- **The task**: Retype each entry. Leave nothing out.

- **Exercise inputs**:
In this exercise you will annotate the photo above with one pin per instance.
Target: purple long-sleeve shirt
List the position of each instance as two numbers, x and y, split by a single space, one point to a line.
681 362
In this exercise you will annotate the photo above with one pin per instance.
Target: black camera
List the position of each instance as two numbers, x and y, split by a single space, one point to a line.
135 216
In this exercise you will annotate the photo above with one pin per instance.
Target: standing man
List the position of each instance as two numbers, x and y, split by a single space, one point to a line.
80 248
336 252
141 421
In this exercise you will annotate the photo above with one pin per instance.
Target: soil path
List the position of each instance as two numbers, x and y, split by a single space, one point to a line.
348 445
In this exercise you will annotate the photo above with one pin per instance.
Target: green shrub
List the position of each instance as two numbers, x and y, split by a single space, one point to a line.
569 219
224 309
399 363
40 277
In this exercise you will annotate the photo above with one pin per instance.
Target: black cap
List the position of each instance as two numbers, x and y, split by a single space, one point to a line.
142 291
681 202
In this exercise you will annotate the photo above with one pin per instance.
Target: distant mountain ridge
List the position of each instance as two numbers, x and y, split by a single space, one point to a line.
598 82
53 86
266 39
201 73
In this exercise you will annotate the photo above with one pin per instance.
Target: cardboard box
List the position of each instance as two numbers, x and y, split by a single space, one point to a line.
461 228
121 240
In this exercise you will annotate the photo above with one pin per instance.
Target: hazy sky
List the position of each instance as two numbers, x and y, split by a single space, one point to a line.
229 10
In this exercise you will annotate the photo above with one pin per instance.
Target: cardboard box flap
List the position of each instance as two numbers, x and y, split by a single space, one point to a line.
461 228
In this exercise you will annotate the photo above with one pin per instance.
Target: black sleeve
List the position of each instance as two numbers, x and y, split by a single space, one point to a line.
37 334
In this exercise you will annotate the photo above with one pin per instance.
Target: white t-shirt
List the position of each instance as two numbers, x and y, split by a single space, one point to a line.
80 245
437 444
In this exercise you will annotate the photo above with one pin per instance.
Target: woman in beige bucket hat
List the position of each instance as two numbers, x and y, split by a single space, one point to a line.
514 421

- **Solution**:
In this exercise you will annotate the photo above with one pin per instance.
Target: purple long-sleeve shirt
List the position of each instance as two numbers, x and y, split by a single space, one point to a line.
681 362
In this exercise you will annotate the photo above with one pin per instance.
Target: black camera
List the position of each instance as two numbers, x and y, split by a single space, one point to a line.
135 216
In this exercise you will annotate the photo above with one pin per instance.
Target: standing man
List the position of each instance as two numbers, x and y, split by a single space, one point to a line.
80 248
336 252
141 421
In this exercise you will annotate the photo above with one pin per instance.
Target: soil path
List the position of each instance as two numbers, x and y, split by a single space, one point to a line.
348 445
In this exercise you will annotate the photo above with one pin per instance.
Target: green shrub
List the position of each instance as two numbers, x and y, split by a single space, one point to a line.
569 219
224 309
399 363
40 277
In this exercise you will annotate the photo above with one pin per instance.
Target: black cap
List the position of each instance as two numbers, x and y, split by a single space, one point to a line.
142 291
681 202
In this exercise you will annotate the photo above with one pin per instance.
Target: distant mountain ridge
List the position of each instance as two numbers, x and y, split by a single space, one point to a line.
598 82
53 86
266 39
201 73
In this exercise you will annotate the photo above with one pin per instance.
Target: cardboard box
List the position of each instance as two numbers, x and y, split by a single space, one point to a line.
461 228
121 240
In this exercise you will annotate the photo above with one pin per instance.
Target: hazy sky
List the position of each instance as two numbers, x and y, split by a single space, one point to a line.
229 10
In this exercise you will annotate the photo above with one pin per instance.
Target: cardboard box flap
List the position of each instance as two numbers, x and y, split by a single space, one point to a line.
461 228
In this exercise you will annotate the photo above with one pin per instance.
Target: black sleeve
List the position of each instance as two numbers, x and y, split by a single space, one point to a line.
37 334
In this exercise you will annotate the photo above with one pin per instance.
Target: white t-shirt
List the position of each instance as two numbers, x and y, split by a single space, one point to a line.
80 245
437 444
In this exercise you will annotate the photo above with one pin per instance.
Target: woman in beige bucket hat
List the position of each instance as two numbers, x and y, split by a single space, one point to a line.
514 421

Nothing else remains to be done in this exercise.